--- start of Task material ---

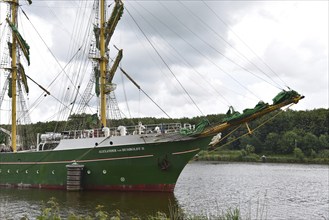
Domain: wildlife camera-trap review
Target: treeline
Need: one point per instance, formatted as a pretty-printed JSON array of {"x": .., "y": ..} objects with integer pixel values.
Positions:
[
  {"x": 281, "y": 132},
  {"x": 298, "y": 132}
]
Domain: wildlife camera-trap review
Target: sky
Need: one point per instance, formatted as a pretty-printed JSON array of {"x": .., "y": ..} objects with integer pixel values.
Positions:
[{"x": 192, "y": 58}]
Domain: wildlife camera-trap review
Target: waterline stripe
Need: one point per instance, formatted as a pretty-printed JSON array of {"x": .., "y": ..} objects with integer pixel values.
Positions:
[
  {"x": 185, "y": 152},
  {"x": 71, "y": 161}
]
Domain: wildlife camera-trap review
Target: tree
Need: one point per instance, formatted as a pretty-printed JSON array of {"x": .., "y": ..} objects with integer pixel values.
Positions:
[
  {"x": 271, "y": 142},
  {"x": 288, "y": 142}
]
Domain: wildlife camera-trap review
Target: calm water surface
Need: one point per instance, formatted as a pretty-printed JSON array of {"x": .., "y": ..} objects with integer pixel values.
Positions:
[{"x": 260, "y": 191}]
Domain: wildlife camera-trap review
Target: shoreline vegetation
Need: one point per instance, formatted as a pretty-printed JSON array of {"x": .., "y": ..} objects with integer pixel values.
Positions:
[
  {"x": 51, "y": 211},
  {"x": 283, "y": 136},
  {"x": 244, "y": 156}
]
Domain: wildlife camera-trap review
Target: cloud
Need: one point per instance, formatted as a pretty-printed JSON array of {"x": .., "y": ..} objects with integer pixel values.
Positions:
[{"x": 172, "y": 48}]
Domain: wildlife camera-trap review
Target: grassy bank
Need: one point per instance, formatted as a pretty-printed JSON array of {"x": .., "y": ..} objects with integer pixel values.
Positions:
[{"x": 243, "y": 156}]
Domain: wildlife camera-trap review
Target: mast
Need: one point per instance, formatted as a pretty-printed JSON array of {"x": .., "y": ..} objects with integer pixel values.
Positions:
[
  {"x": 102, "y": 63},
  {"x": 13, "y": 75}
]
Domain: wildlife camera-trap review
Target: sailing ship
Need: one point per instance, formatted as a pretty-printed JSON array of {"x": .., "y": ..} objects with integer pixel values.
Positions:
[{"x": 138, "y": 158}]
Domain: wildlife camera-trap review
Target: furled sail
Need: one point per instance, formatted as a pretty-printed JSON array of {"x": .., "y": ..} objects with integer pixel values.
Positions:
[
  {"x": 22, "y": 43},
  {"x": 113, "y": 21}
]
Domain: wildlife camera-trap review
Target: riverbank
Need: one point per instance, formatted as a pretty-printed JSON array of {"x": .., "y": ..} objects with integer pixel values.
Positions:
[{"x": 243, "y": 156}]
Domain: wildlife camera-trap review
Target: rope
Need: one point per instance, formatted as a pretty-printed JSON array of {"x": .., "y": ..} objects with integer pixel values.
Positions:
[
  {"x": 165, "y": 63},
  {"x": 247, "y": 133}
]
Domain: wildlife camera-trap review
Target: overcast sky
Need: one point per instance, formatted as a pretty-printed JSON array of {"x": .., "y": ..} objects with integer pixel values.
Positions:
[{"x": 191, "y": 57}]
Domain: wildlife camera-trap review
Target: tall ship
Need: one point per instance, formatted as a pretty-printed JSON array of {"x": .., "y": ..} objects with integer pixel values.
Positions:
[{"x": 142, "y": 157}]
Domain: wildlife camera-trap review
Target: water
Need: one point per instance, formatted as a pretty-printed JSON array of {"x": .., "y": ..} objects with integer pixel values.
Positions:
[{"x": 260, "y": 191}]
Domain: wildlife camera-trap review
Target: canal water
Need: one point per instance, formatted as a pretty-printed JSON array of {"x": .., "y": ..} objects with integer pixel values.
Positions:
[{"x": 259, "y": 191}]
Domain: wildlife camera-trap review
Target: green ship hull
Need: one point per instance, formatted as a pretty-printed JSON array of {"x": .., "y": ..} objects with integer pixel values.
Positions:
[{"x": 132, "y": 167}]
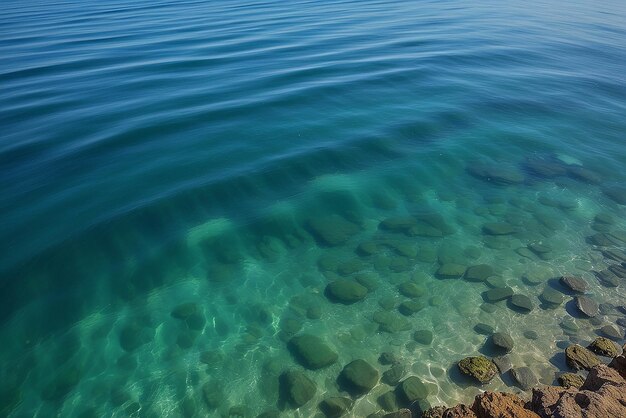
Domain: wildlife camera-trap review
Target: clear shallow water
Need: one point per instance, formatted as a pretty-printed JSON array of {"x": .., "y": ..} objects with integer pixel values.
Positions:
[{"x": 155, "y": 154}]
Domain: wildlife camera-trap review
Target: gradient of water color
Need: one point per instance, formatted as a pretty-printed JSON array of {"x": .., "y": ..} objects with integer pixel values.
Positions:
[{"x": 160, "y": 153}]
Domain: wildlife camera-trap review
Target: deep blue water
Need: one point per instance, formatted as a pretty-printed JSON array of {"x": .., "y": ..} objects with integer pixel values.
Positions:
[{"x": 165, "y": 152}]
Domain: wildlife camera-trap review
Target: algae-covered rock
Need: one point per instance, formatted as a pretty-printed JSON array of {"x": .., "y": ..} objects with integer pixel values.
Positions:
[
  {"x": 312, "y": 352},
  {"x": 359, "y": 376},
  {"x": 332, "y": 230},
  {"x": 411, "y": 307},
  {"x": 336, "y": 406},
  {"x": 213, "y": 394},
  {"x": 393, "y": 376},
  {"x": 450, "y": 271},
  {"x": 575, "y": 284},
  {"x": 484, "y": 329},
  {"x": 522, "y": 302},
  {"x": 390, "y": 322},
  {"x": 552, "y": 297},
  {"x": 62, "y": 384},
  {"x": 497, "y": 294},
  {"x": 586, "y": 306},
  {"x": 524, "y": 377},
  {"x": 604, "y": 347},
  {"x": 479, "y": 273},
  {"x": 498, "y": 228},
  {"x": 297, "y": 388},
  {"x": 185, "y": 310},
  {"x": 502, "y": 341},
  {"x": 612, "y": 332},
  {"x": 345, "y": 291},
  {"x": 423, "y": 336},
  {"x": 388, "y": 401},
  {"x": 411, "y": 290},
  {"x": 480, "y": 368},
  {"x": 412, "y": 389},
  {"x": 503, "y": 363},
  {"x": 387, "y": 358},
  {"x": 496, "y": 174},
  {"x": 578, "y": 357}
]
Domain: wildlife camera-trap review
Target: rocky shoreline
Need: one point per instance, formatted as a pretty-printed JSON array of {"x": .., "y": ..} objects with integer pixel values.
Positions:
[{"x": 601, "y": 394}]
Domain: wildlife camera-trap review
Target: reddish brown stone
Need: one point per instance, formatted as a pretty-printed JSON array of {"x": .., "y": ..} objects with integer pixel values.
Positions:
[
  {"x": 459, "y": 411},
  {"x": 608, "y": 401},
  {"x": 619, "y": 363},
  {"x": 501, "y": 405},
  {"x": 600, "y": 375}
]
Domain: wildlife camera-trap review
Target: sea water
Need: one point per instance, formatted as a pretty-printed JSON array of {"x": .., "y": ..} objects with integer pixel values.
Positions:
[{"x": 182, "y": 180}]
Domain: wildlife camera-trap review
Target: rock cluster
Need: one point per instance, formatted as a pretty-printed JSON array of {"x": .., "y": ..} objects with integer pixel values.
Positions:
[{"x": 602, "y": 395}]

--- end of Task material ---

Stated task — Copy out all of the data word for word. Do not carry over any picture.

Result of this exercise —
Domain: wildlife camera-trap review
Target: treeline
Need: one point per instance, formatted as a pretty-printed JSON array of {"x": .., "y": ..} objects with integer pixel values.
Positions:
[
  {"x": 281, "y": 132},
  {"x": 298, "y": 132}
]
Domain: wildlife camera-trap review
Target: sky
Need: one point per instance, formatted as a pretty-printed JSON array of {"x": .., "y": ..} objects with integer pixel values.
Positions:
[{"x": 192, "y": 58}]
Domain: wildlife camera-trap review
Target: waterline stripe
Need: one point per instance, formatted as a pretty-printed JSON array of {"x": .., "y": ..} objects with integer pixel values.
Positions:
[
  {"x": 185, "y": 152},
  {"x": 71, "y": 161}
]
Domain: wildlife camera-trap review
Target: tree
Need: one point per instance, formatted as a pretty-printed JSON array of {"x": .., "y": ..} objects with integer pixel values.
Positions:
[
  {"x": 271, "y": 142},
  {"x": 288, "y": 142}
]
Domain: wildlife camera-trap review
Target: calm water surface
Need: one point per instance, formatted as a pretty-printed JSON array of {"x": .., "y": ..} objects with integer pixel values.
Positions:
[{"x": 260, "y": 191}]
Domain: wildlife camera-trap review
Target: shoreline vegetation
Need: one point per instance, formatted as a pretty-printed JSON array of {"x": .., "y": ..} objects with integer pixel values.
Positions:
[
  {"x": 51, "y": 211},
  {"x": 283, "y": 136},
  {"x": 244, "y": 156}
]
Domain: wildlife camera-trap review
Target: cloud
Need: one point per instance, formatted as a pretty-printed JSON array of {"x": .., "y": ..} objects with integer pixel values.
Positions:
[{"x": 172, "y": 48}]
Domain: wildlife camera-trap review
Target: grassy bank
Need: one point per instance, formatted as a pretty-printed JSON array of {"x": .., "y": ..} objects with integer pixel values.
Positions:
[{"x": 243, "y": 156}]
Domain: wildlife camera-trap review
Target: mast
Need: one point per instance, formatted as a pretty-printed JSON array of {"x": .., "y": ..} objects with integer pixel values.
Positions:
[
  {"x": 102, "y": 63},
  {"x": 13, "y": 75}
]
Domain: wildlife camera-trap review
Target: sailing ship
Need: one point per instance, formatted as a pretty-printed JSON array of {"x": .., "y": ..} objects with integer pixel values.
Positions:
[{"x": 138, "y": 158}]
Domain: wildlife camera-trap review
Target: furled sail
Need: one point per instance, formatted as a pretty-printed JSON array of {"x": .., "y": ..} objects with integer pixel values.
Positions:
[
  {"x": 22, "y": 43},
  {"x": 113, "y": 21}
]
Domain: wildlife camera-trap review
Target: riverbank
Need: one point per instance, formatted as a pretty-printed JSON array of {"x": .., "y": ..} objects with integer pixel values.
Positions:
[{"x": 243, "y": 156}]
Domain: wildlife camera-trap review
Target: rope
Need: one point per instance, formatted as a pretty-printed JSON array of {"x": .., "y": ..} objects with integer pixel values.
Positions:
[
  {"x": 165, "y": 63},
  {"x": 247, "y": 133}
]
Domain: wildlife camera-trap review
Target: overcast sky
Need: one point per instance, formatted as a pretty-printed JSON array of {"x": .., "y": ..} objects with integer pixel values.
Positions:
[{"x": 191, "y": 57}]
Domain: wildlife camera-trap review
Target: tall ship
Need: one point per instance, formatted as a pretty-printed JSON array of {"x": .., "y": ..} objects with integer pixel values.
Positions:
[{"x": 142, "y": 157}]
Domain: wildlife camera-trap review
Target: water
Need: one point per instance, formatted as a pretty-printed JSON array of {"x": .., "y": ..} objects with integer pixel values.
Positions:
[{"x": 260, "y": 191}]
Domain: wildlife camera-trap review
Target: canal water
Need: one point per instance, formatted as a pretty-printed JSON array of {"x": .., "y": ..} objects with integer pixel values.
Positions:
[{"x": 259, "y": 191}]
Domain: wildlife camera-trap review
Target: green ship hull
Need: one point per instance, formatted as a pretty-printed JSON array of {"x": .., "y": ..} objects with integer pixel values.
Positions:
[{"x": 132, "y": 167}]
Domain: wildlife camera-trap review
Target: clear shallow water
Need: one point per instance, formatted as a pretty-printed JSON array of {"x": .., "y": ..} objects with integer pixel values.
Positions:
[{"x": 155, "y": 154}]
Domain: wildlife camera-trap review
Target: gradient of water color
Need: one point per instance, formatted as a pretty-printed JSON array of {"x": .., "y": ..} objects with integer pixel values.
Positions:
[{"x": 160, "y": 153}]
Domain: wildlife camera-trap review
Target: deep blue water
Need: one point per instance, formatted as a pretty-printed JSON array of {"x": .., "y": ..} objects with integer pixel values.
Positions:
[{"x": 165, "y": 152}]
Domain: wildlife camera-trap review
Target: algae-covered rock
Need: one point per instance, formatted as a pretty-printed JSON array of {"x": .., "y": ..} objects with integer pixel values.
Positions:
[
  {"x": 312, "y": 352},
  {"x": 359, "y": 376},
  {"x": 332, "y": 230},
  {"x": 411, "y": 307},
  {"x": 336, "y": 406},
  {"x": 213, "y": 394},
  {"x": 393, "y": 376},
  {"x": 450, "y": 271},
  {"x": 575, "y": 284},
  {"x": 484, "y": 329},
  {"x": 522, "y": 302},
  {"x": 390, "y": 322},
  {"x": 552, "y": 297},
  {"x": 62, "y": 384},
  {"x": 497, "y": 294},
  {"x": 586, "y": 306},
  {"x": 524, "y": 377},
  {"x": 604, "y": 347},
  {"x": 479, "y": 273},
  {"x": 498, "y": 228},
  {"x": 297, "y": 388},
  {"x": 185, "y": 310},
  {"x": 502, "y": 341},
  {"x": 612, "y": 332},
  {"x": 345, "y": 291},
  {"x": 423, "y": 336},
  {"x": 388, "y": 401},
  {"x": 411, "y": 290},
  {"x": 480, "y": 368},
  {"x": 412, "y": 389},
  {"x": 503, "y": 363},
  {"x": 387, "y": 358},
  {"x": 496, "y": 174},
  {"x": 578, "y": 357}
]
Domain: wildlife camera-trap review
Target: rocky shoreline
Need: one point per instance, formatted as a pretty-printed JSON array of {"x": .., "y": ..} objects with integer pixel values.
Positions:
[{"x": 601, "y": 394}]
Domain: wildlife camera-trap review
Target: reddish brown stone
Need: one point per instance, formatted as a pretty-printed JSON array of {"x": .., "y": ..} objects with integer pixel values.
Positions:
[
  {"x": 459, "y": 411},
  {"x": 608, "y": 401},
  {"x": 619, "y": 363},
  {"x": 501, "y": 405},
  {"x": 600, "y": 375}
]
Domain: wildlife camera-trap review
Target: sea water
Need: one point per instance, formatted as a pretty-printed JSON array of {"x": .., "y": ..} objects with integer pixel values.
Positions:
[{"x": 182, "y": 180}]
Domain: wildlife camera-trap review
Target: rock cluster
Need: one point per instance, formatted as a pretty-printed JSON array of {"x": .., "y": ..} objects with integer pixel values.
Positions:
[{"x": 602, "y": 395}]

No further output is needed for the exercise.